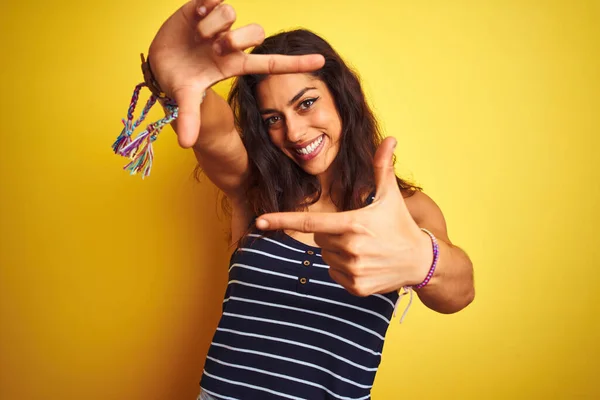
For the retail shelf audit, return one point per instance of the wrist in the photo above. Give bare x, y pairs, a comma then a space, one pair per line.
428, 261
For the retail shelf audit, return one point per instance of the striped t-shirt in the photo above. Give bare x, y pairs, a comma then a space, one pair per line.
288, 331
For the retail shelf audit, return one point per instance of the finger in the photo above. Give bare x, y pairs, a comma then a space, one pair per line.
240, 39
385, 175
334, 223
218, 20
188, 121
279, 64
204, 7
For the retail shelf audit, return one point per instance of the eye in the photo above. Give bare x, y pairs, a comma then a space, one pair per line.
271, 121
308, 103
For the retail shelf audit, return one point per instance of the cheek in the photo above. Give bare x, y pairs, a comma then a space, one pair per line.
276, 137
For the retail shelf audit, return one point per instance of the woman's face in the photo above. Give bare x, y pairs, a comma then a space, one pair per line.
302, 120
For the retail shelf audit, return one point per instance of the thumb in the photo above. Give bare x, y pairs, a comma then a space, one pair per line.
385, 175
188, 121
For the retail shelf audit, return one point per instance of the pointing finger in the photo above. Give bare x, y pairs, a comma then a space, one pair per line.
334, 223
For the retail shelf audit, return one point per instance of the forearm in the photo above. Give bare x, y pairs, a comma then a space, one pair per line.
451, 288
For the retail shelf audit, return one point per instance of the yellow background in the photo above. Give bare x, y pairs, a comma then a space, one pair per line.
111, 286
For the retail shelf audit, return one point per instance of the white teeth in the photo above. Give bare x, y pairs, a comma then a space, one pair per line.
311, 147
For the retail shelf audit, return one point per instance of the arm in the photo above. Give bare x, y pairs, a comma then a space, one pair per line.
451, 289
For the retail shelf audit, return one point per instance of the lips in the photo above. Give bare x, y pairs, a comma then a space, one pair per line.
311, 150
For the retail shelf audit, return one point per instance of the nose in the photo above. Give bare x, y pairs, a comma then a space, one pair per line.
296, 129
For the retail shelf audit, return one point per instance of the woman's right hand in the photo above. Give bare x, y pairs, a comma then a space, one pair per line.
195, 48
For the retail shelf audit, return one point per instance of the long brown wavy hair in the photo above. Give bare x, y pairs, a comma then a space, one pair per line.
275, 183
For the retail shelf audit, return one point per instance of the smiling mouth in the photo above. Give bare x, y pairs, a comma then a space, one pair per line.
311, 148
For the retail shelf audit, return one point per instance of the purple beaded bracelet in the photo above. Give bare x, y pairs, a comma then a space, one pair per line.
436, 255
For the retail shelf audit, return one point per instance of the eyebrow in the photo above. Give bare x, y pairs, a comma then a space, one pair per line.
292, 101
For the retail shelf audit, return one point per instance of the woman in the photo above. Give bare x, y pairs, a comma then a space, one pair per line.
315, 279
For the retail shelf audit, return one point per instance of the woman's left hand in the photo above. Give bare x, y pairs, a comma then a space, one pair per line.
375, 249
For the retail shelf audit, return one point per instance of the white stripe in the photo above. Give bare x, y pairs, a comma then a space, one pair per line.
264, 271
215, 395
282, 376
322, 332
264, 303
287, 396
335, 285
310, 297
276, 242
291, 342
269, 255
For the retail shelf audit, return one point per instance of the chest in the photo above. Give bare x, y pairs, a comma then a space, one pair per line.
306, 238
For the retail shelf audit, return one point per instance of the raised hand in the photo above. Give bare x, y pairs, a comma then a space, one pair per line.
195, 48
376, 249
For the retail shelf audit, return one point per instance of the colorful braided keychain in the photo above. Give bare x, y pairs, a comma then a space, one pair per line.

★ ★ ★ ★ ★

- DO THIS -
Copy the listing word for word, excluding its pictures.

- SOLUTION FOR THIS TASK -
For the retail shelf audit, return one point per instance of the wrist in the photo above. Give bare x, y pairs, a comma then a space, one pair per line.
428, 261
For the retail shelf audit, return one point per instance of the striped t-shirt in the photo above. Give bare x, y pairs, a comma then a space, one pair per line.
288, 331
For the retail shelf audit, return one point per instance of the finger in the photo above. Give bare x, y pairs, a comma then a space, one pair per line.
240, 39
385, 175
334, 223
218, 20
188, 121
279, 64
204, 7
For the retail shelf audit, return one point per instance of the eye in the photo above. Give bare x, y pairs, a comma then a space, one pair per line.
271, 121
308, 103
For the retail shelf audit, return one point per instance of the cheek in the photo above. Give bare x, y pairs, a comma then a space, one pair per line.
276, 137
For the retail shelf audit, return one point per instance of the woman's face in the photo above. Give bare x, y pairs, a comma then a space, one pair per line.
302, 120
For the retail shelf audit, return one point per instance of the thumb in the photo above. Give bare x, y pairs, a comma then a space, one pair per line.
385, 175
188, 121
For the retail shelf audit, return one point per instance of the pointing finger in the photo above. Give bare x, y pairs, a comma then a space, one pair per line.
334, 223
For the retail shelf audit, return one point per instance of the forearm in the photo above. Give bare x, y pairs, a comma then a space, one pair per line.
451, 288
For the retail shelf audit, return one point per instance of the yellow background in the photo above. Give bare x, y pairs, a comma then a space, one pair per line.
111, 286
For the retail shelf audit, return one point per instance of the white teeth in the photo above. Give bare x, y pairs, a comma then a space, one pair per line.
311, 147
For the retail shelf audit, return one point per instance of the arm in the photo above. Give bare x, y pairs, a comma then a space, one pair per line.
451, 289
For the retail shelf audit, return one point per instance of the lips in the photo above. Give bare x, y pairs, a comma then a space, one pair per line.
311, 150
For the retail shelf audit, return one point per instance of the nose in the photo above. Give bare x, y pairs, a comma then a space, one pair per line.
296, 129
For the retail shelf audit, return one point per instance of the woman's right hand in the photo above. Give bare x, y pairs, a comma then a space, one pair per line.
195, 48
For the retail shelf audit, return one point per instance of the long brown wavy hair in the photo above. Give bare x, y pairs, a comma then a space, one pair per line.
275, 183
For the retail shelf audit, return one point per instance of the smiling mouth in the photo above. Give bare x, y pairs, a comma then a space, one pair per line.
311, 148
For the retail shelf audit, return one point per instance of the purple beaded bracelet in the photo above. Give bare x, y pairs, a comma then a space, one pair per line.
436, 255
For the retail shelf audit, return one point per instance of the eyebrow in the photo above. Give bare x, y pairs, a comma then a space, one pair per line.
292, 101
For the retail shelf audit, return one point per instance of the woman in the photo above. Give bare x, y pairs, a comma then a space, one pair per line.
315, 279
For the retail shelf audit, return one point per instance of the woman's left hand in the photo above. Give bare x, y pairs, a comma then a space, one pair per line.
375, 249
For the retail shelf audit, return one point per instance of the white stripe in the photo above. Give bare x, y pairs, a comma then a space, one pair per line.
264, 271
215, 395
282, 376
322, 332
264, 303
287, 396
335, 285
310, 297
276, 242
291, 342
269, 255
For the retail shelf audit, return one point per instance of the chest in the photo above. Give bare x, y pairs, a comma then a space, one pair per line.
306, 238
For the retail shelf audit, return one point per instance of the raised hand in the photo above. Give bare x, y pairs, a comma then a space, one pair per line.
195, 48
376, 249
For the retail shelf audit, return one point per instance of the colorful braided keychain in the photo above. Give bare x, y pairs, a comma then a space, one pair per line.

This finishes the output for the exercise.